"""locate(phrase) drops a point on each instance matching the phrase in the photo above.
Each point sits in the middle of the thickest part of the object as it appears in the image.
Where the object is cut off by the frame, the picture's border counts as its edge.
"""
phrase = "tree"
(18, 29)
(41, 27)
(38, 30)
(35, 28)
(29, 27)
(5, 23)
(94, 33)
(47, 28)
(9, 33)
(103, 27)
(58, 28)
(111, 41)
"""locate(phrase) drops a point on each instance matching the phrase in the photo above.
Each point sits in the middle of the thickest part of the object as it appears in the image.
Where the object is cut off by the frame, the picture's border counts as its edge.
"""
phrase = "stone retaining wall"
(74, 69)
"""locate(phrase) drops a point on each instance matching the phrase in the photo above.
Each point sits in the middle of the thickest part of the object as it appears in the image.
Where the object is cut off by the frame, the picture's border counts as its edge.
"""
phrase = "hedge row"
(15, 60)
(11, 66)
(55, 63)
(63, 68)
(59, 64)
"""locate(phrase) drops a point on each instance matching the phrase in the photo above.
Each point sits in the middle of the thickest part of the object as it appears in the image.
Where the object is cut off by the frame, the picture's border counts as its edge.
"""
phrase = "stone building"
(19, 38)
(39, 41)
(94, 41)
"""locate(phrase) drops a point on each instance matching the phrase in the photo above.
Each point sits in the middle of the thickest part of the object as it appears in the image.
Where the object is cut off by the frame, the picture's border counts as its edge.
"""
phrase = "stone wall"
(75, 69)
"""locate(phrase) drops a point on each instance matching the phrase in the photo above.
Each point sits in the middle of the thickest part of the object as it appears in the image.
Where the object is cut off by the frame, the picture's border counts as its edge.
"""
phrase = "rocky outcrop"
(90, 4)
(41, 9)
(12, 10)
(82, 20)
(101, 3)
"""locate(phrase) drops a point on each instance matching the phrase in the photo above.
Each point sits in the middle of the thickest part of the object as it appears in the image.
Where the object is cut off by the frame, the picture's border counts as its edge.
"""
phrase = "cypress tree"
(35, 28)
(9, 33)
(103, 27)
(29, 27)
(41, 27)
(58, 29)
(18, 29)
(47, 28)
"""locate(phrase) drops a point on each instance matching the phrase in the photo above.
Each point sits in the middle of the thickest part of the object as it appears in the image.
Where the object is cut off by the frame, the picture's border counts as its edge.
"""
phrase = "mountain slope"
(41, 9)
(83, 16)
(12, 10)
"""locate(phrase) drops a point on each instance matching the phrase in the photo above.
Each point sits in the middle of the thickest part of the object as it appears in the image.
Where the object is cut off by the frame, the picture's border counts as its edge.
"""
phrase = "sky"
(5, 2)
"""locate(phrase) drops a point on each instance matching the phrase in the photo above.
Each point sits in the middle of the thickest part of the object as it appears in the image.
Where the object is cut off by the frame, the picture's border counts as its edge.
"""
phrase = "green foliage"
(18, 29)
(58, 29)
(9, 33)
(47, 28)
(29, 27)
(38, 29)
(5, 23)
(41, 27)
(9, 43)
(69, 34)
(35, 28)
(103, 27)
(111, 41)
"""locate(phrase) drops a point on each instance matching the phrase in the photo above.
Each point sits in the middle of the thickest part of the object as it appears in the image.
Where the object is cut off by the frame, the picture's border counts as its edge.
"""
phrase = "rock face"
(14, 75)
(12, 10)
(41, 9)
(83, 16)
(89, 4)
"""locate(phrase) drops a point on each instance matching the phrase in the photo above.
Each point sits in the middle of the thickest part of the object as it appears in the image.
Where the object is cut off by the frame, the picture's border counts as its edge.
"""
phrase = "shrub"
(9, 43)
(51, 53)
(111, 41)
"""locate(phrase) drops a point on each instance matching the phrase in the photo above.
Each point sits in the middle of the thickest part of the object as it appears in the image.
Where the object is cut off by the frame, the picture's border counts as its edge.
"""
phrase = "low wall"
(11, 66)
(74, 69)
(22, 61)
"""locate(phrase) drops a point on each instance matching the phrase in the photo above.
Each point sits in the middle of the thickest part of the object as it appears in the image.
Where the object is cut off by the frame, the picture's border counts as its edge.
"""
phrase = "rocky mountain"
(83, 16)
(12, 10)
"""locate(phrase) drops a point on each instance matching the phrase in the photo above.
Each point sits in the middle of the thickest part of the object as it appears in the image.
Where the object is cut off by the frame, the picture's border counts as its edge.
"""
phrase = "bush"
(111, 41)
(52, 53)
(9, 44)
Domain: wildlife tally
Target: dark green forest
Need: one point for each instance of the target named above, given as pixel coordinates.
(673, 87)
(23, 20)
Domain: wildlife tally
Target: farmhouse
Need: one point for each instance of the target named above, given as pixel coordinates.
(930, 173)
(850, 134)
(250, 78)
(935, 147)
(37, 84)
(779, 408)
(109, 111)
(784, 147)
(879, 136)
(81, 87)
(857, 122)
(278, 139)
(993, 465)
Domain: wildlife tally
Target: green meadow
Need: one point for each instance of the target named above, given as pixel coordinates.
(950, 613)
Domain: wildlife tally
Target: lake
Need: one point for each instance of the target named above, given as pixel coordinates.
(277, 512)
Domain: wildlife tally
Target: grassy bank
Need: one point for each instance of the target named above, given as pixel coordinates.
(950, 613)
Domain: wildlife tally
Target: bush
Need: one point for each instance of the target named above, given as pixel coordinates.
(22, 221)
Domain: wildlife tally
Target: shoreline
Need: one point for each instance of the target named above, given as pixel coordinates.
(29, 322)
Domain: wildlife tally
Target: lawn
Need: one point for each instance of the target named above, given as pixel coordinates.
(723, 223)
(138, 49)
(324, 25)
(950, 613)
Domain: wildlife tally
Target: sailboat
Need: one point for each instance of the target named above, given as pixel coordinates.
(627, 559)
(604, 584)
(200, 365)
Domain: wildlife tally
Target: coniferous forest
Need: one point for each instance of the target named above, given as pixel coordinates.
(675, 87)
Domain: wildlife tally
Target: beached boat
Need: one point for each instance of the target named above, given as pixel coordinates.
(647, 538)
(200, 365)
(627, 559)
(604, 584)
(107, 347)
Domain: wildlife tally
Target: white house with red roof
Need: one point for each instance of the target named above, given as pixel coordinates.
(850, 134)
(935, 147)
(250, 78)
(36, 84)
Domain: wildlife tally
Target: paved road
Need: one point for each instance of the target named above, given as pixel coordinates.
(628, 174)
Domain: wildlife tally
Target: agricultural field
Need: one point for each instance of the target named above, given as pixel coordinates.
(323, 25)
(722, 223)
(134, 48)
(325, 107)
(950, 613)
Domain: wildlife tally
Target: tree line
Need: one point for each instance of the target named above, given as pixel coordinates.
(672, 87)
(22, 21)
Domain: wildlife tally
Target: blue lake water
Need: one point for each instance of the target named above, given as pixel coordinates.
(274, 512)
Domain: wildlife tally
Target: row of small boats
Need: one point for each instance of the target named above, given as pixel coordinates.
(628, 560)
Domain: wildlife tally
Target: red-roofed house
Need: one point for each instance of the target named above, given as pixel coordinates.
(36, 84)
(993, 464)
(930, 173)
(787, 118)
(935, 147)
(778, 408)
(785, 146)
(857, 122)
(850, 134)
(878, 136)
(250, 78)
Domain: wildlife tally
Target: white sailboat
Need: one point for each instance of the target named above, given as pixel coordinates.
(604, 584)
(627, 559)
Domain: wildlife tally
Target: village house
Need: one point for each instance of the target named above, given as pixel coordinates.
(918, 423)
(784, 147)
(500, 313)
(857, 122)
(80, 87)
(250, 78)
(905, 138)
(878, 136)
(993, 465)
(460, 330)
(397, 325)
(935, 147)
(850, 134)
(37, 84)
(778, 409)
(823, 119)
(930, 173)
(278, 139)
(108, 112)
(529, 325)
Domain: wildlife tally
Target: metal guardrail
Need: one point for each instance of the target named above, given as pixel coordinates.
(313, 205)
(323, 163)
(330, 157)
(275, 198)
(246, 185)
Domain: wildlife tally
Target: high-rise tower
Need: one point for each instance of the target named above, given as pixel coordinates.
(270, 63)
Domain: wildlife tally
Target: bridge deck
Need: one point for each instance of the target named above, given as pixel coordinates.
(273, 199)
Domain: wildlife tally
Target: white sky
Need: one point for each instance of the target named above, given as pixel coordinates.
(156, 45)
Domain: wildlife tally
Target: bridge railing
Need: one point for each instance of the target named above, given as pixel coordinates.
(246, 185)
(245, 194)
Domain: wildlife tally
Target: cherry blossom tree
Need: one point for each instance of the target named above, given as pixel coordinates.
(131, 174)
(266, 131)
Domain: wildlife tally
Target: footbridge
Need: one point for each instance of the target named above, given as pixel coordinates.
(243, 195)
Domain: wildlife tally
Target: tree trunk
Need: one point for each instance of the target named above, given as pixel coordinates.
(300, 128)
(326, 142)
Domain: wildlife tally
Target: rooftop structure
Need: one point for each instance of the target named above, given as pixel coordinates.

----------

▶ **Exercise**: The answer should be one number, the count of lines in the data that include the string "white".

▶ **Finished task**: 3